EXERCISE BRIEF:
Could you reproduce the listing below, starting with the line that contains "of the chimney." and going on through the end of the listing, both ends included, with every bounding-box coordinate scaled by 2.25 and rounded to a whole number, halves rounded up? Keep the requests unchanged, give only those lines, and leave out the pictures.

INPUT MATERIAL:
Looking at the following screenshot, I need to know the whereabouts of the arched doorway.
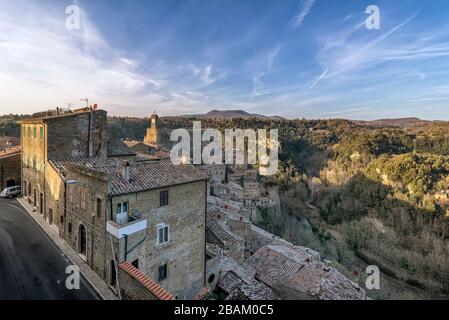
[109,260,117,287]
[78,224,87,255]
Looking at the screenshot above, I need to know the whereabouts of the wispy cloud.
[291,0,315,29]
[309,69,329,89]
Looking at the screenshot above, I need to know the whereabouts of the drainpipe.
[203,180,207,287]
[125,234,128,261]
[87,109,93,157]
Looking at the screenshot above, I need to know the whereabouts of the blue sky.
[0,0,449,120]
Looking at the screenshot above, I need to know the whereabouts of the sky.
[0,0,449,120]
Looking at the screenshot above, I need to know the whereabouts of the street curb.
[17,197,118,300]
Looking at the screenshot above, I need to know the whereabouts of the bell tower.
[143,111,159,145]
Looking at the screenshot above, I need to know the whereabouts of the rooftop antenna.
[80,98,89,108]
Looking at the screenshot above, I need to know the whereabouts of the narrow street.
[0,199,99,300]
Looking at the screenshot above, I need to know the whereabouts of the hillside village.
[0,105,366,300]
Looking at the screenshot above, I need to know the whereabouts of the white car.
[0,186,21,198]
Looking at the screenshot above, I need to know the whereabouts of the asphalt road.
[0,199,99,300]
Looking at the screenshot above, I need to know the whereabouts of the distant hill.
[176,110,284,120]
[353,118,437,128]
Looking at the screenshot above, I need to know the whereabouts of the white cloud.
[291,0,315,29]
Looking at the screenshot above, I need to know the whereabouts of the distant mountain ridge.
[180,110,284,120]
[352,117,434,128]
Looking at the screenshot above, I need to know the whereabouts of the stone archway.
[78,224,87,256]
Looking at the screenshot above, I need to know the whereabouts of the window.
[156,223,170,244]
[117,202,128,214]
[80,190,86,210]
[67,187,73,203]
[159,190,168,207]
[97,198,103,218]
[157,264,167,282]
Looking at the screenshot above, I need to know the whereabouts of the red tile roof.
[119,261,176,300]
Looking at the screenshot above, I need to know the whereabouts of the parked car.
[0,186,21,198]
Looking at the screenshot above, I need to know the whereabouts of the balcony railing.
[106,216,147,239]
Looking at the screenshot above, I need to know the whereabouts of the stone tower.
[143,112,159,145]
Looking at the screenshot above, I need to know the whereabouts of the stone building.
[0,136,21,190]
[143,112,159,145]
[19,108,107,222]
[123,113,170,159]
[21,108,207,299]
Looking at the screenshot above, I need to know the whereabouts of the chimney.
[122,161,131,182]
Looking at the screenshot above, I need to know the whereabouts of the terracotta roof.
[48,156,101,173]
[0,146,22,158]
[0,136,20,151]
[107,138,136,157]
[217,271,245,294]
[284,262,366,300]
[246,246,304,288]
[119,261,176,300]
[97,160,207,195]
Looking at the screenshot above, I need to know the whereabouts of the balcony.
[106,217,147,239]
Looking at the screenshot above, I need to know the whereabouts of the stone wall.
[62,165,111,282]
[0,151,21,190]
[45,110,107,159]
[112,181,206,299]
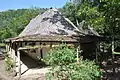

COMPLETE RESPONSE:
Looking at the screenshot above, I need to know the whereabouts of the chimney.
[275,362,295,410]
Looking at the screenshot above, I need to know the whereabouts of the terracotta roof.
[108,351,227,389]
[0,329,50,356]
[0,306,45,340]
[241,311,306,353]
[488,610,551,662]
[639,590,824,675]
[554,554,684,648]
[268,587,396,675]
[218,360,466,439]
Looking at the screenshot above, I need to know the whereabouts of the balcony.
[239,488,331,538]
Looking at the screenshot above, I need to know the whereabouts of the stone wall.
[140,371,250,635]
[0,340,47,428]
[101,248,241,358]
[252,407,464,673]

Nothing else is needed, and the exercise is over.